**Text for analysis**
Jerry Sanders was elected mayor in a special run-off election held November 8, 2005, following the resignation of Mayor Dick Murphy in the wake of the San Diego pension scandal. He received 54% of the vote against city council member Donna Frye. Sanders was the first mayor under San Diego's "strong mayor system" of city government. Sanders is a member of the Mayors Against Illegal Guns Coalition, an organization formed in 2006 and co-chaired by New York City mayor Michael Bloomberg and Boston mayor Thomas Menino. Coincidentally, when Bloomberg left the Republican Party in 2007, San Diego became the largest U.S. city with a Republican mayor.

**Assignment**
Carry on the passage about Jerry Sanders as mayor of San Diego, picking up after its final sentence.

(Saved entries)
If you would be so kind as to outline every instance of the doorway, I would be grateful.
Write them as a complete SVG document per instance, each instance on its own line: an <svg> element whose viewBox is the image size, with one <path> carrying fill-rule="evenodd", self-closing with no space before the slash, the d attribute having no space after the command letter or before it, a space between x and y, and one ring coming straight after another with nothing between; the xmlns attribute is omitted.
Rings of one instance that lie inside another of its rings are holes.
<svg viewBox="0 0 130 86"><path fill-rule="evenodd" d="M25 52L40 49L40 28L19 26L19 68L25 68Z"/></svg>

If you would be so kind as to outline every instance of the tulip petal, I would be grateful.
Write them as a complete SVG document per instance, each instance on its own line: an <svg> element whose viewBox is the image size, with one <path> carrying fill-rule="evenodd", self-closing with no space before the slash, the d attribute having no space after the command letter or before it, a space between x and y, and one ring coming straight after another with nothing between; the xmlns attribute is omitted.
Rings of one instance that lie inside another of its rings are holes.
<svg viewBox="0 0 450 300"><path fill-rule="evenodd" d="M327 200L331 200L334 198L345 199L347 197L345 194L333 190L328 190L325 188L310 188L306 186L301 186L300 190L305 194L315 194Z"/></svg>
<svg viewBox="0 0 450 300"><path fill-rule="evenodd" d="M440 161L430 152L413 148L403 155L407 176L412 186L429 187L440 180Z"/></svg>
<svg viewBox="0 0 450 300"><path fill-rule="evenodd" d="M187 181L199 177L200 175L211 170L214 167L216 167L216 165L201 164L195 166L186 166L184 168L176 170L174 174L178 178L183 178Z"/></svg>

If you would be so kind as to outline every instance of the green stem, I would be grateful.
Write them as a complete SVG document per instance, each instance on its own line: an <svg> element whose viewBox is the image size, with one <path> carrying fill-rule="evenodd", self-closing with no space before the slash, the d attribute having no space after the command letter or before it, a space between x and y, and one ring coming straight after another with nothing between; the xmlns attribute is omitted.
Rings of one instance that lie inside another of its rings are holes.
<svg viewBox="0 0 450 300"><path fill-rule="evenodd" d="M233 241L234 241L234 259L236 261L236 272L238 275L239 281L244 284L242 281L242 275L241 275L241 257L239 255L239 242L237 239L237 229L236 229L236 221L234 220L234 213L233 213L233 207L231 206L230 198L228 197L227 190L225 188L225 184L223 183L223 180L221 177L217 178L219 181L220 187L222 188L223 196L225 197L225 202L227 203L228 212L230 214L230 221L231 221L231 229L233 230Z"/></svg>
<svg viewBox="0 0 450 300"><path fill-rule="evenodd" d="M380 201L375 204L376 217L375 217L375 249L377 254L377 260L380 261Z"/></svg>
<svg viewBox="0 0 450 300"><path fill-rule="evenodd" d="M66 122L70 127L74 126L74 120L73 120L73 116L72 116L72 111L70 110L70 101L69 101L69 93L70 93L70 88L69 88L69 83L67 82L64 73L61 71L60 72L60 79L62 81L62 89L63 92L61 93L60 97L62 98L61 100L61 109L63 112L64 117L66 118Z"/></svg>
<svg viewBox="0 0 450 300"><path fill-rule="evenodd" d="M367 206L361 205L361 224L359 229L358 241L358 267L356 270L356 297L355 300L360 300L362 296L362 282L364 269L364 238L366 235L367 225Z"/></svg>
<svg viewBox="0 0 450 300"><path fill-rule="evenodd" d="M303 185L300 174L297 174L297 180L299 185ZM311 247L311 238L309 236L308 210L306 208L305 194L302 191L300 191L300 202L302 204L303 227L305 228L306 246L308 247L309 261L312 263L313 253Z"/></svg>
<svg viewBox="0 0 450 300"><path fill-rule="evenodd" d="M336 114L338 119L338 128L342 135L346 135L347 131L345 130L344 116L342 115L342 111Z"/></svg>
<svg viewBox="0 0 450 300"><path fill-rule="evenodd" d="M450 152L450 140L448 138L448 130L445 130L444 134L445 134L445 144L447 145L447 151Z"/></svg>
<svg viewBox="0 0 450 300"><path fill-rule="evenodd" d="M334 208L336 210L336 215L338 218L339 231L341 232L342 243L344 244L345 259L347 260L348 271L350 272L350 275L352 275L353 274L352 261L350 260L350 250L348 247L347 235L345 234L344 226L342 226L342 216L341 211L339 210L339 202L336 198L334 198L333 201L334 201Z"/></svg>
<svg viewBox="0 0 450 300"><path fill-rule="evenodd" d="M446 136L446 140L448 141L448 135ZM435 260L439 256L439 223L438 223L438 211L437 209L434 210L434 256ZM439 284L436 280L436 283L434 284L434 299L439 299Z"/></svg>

**Result below**
On September 19, 2007, Sanders abruptly reversed his public opposition to same-sex marriage before signing a City Council resolution aimed at overturning the state's ban on same-sex weddings. He gave a tearful speech in which he explained that he could not tell his daughter Lisa, who is gay, that her relationship with a partner is not as important as that of a straight couple and that he had "decided to lead with my heart...to take a stand on behalf of equality and social justice."

Sanders won reelection over businessman Steve Francis in 2008. He left office on December 3, 2012, due to term limits. The next day he became the president and CEO of the San Diego Regional Chamber of Commerce.

==In popular culture==
- In the 2012 episode "Butterballs" of the sixteenth season of South Park, Sanders appears in a music video about masturbating in San Diego (a reference to Jason Russell) where he's promoting the city and suggests people should "try spanking it in one of our charming city streets" and its new motto "come, take a load off".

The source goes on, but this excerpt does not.